■ **Assignment**:
For each record that follows, restate the text exactly and drop the pictures.

■ **Material provided**:
----------

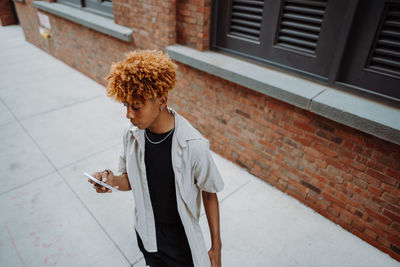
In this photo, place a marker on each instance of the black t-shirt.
(161, 178)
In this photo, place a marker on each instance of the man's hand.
(105, 176)
(215, 257)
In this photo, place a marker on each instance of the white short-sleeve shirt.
(194, 170)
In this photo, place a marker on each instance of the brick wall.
(349, 177)
(7, 16)
(193, 23)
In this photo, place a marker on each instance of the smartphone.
(100, 182)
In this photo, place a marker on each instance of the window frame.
(333, 77)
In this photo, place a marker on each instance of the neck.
(164, 122)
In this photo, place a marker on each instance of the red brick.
(391, 215)
(334, 199)
(374, 190)
(378, 216)
(382, 177)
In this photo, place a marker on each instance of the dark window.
(100, 7)
(355, 44)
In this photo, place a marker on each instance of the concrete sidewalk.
(56, 123)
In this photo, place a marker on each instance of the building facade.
(303, 94)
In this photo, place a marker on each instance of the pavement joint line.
(89, 156)
(237, 189)
(94, 217)
(140, 258)
(27, 183)
(312, 98)
(65, 181)
(60, 107)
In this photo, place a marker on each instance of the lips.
(135, 123)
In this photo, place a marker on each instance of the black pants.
(172, 247)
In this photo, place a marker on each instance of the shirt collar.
(184, 131)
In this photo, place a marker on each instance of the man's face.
(143, 114)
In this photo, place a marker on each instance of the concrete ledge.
(355, 111)
(92, 21)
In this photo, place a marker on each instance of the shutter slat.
(389, 43)
(391, 33)
(309, 3)
(245, 30)
(386, 61)
(297, 41)
(386, 51)
(249, 2)
(247, 9)
(245, 36)
(246, 23)
(305, 10)
(302, 18)
(246, 17)
(385, 69)
(300, 25)
(392, 23)
(300, 34)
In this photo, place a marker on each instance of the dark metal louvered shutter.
(300, 25)
(299, 35)
(246, 17)
(385, 56)
(373, 53)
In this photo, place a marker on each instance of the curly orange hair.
(144, 74)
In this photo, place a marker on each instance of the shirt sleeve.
(206, 174)
(122, 155)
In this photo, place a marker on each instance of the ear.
(163, 102)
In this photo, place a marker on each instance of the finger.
(104, 176)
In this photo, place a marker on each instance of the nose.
(129, 113)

----------

■ **Solution below**:
In this photo, place a marker on each instance of the black t-shirt.
(161, 178)
In this photo, place a marker on each instance of the man's hand.
(105, 176)
(215, 257)
In this photo, place a marker on each instance of the white short-sleeve shirt.
(194, 170)
In this photo, place a marker on each instance of the brick wall.
(349, 177)
(7, 16)
(193, 23)
In this photo, place a marker on each instance of the smartphone.
(100, 182)
In this photo, place a marker on each instance of the window frame.
(333, 77)
In this photo, place a marker on each instance of the neck.
(164, 122)
In this photo, place a marker on each instance of the red brick.
(391, 215)
(334, 199)
(374, 190)
(378, 216)
(382, 177)
In this photo, place a marker on each instance of the dark window.
(100, 7)
(355, 44)
In this photo, place a marker on each instance of the concrete sidewalk.
(56, 123)
In this photo, place a marker on each instance of the building facade.
(303, 94)
In this photo, place a marker on each instance of the pavement joint line.
(89, 156)
(237, 189)
(94, 217)
(140, 258)
(27, 183)
(312, 98)
(65, 181)
(60, 107)
In this photo, place a marker on each instance of the lips.
(135, 123)
In this photo, place a marker on each instance of the black pants.
(172, 247)
In this photo, place a marker on each instance of the shirt collar.
(184, 131)
In this photo, place a marker on each instance of the man's face.
(143, 114)
In this photo, place a marker on each instance of the concrete ledge.
(355, 111)
(92, 21)
In this photo, place a marker on each instance of the shutter slat.
(389, 43)
(391, 33)
(309, 3)
(245, 30)
(386, 61)
(297, 41)
(386, 51)
(249, 2)
(247, 9)
(245, 36)
(246, 23)
(305, 10)
(302, 18)
(246, 17)
(385, 69)
(300, 25)
(392, 23)
(300, 34)
In this photo, place a marker on each instance of the dark metal louvered shutter.
(300, 25)
(299, 35)
(246, 17)
(385, 56)
(373, 53)
In this photo, place a marker on each instance of the curly orange hair.
(144, 74)
In this photo, place a marker on each instance of the shirt sleeve.
(206, 174)
(122, 155)
In this photo, place a marker on each instance of the ear.
(163, 102)
In this photo, place a marker on each instance of the finger.
(104, 176)
In this photo, place a marker on each instance of the nose.
(129, 113)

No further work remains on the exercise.